┌─ STUDY TEXT

While political attacks on the Endangered Species Act are nothing new – it seems every year there’s a move in Congress to weaken it – this year has seen a number of unfortunately developments. For us here in California, the Endangered Species Act is particularly vital to protecting some of our most compelling bird species. In total, sixteen California bird species are protected under the federal Endangered Species Act, including some of our most compelling ones such as the Western Snowy Plover, Northern Spotted Owl, California Least Tern, and the big daddy of them all, the California Condor.
The biggest current threat to the Endangered Species Act comes not in the form of legislative changes to the Act, but rather through proposed regulatory changes from the U.S. Fish & Wildlife Service and the National Marine Fisheries Service, which are two of the main branches of the federal government tasked with enforcing its provisions. The proposed changes are numerous, but the most troublesome are as follows:
- Removing protections for species listed as Threatened. For the last several decades, the Service has, as a matter of policy, afforded species listed as Threatened with the same protections given Endangered species, unless specific protections are described. While this proposed change would only apply to species listed in the future, one can foresee its implementation opening the door to numerous proposed changes in protections for birds currently listed as Threatened, meaning that conservationists could see all kinds of new battles over birds such as the Western Snowy Plover and the Coastal California Gnatcatcher.

└─
┌─ INFORMATION

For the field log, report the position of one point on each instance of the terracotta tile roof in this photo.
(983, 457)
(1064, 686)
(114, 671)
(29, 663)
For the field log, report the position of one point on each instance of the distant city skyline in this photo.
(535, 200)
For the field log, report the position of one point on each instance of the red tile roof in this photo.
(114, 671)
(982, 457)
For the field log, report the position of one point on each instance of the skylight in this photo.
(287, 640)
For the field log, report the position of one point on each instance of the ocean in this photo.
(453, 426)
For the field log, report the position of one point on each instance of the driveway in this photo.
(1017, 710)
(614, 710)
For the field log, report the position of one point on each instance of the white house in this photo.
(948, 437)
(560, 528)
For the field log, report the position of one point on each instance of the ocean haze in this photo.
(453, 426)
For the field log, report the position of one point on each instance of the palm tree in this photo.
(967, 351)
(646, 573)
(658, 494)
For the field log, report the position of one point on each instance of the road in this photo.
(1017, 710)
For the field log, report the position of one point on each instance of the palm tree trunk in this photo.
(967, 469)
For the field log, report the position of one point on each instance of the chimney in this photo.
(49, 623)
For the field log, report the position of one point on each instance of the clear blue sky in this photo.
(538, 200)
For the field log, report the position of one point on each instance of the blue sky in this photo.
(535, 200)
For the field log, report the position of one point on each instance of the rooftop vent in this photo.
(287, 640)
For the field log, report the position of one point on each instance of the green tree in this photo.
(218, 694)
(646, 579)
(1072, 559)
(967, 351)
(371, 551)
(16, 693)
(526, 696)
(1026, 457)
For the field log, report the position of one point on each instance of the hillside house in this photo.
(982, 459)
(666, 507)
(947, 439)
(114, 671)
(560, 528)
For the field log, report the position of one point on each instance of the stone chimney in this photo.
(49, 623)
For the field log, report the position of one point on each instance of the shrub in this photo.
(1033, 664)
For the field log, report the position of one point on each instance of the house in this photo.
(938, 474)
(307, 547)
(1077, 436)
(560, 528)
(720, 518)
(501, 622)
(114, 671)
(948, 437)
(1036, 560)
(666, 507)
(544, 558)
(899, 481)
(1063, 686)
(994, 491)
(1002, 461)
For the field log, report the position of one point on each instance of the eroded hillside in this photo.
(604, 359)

└─

-- WHAT IS REQUIRED --
Answer these questions from the Endangered Species Act text:
1. How many California bird species are protected under the federal Endangered Species Act?
2. Which two federal agencies have proposed the regulatory changes?
3. To which species would the proposed removal of protections for Threatened species apply?

-- ANSWER FOR THIS EXERCISE --
1. Sixteen.
2. The U.S. Fish & Wildlife Service and the National Marine Fisheries Service.
3. Only to species listed in the future.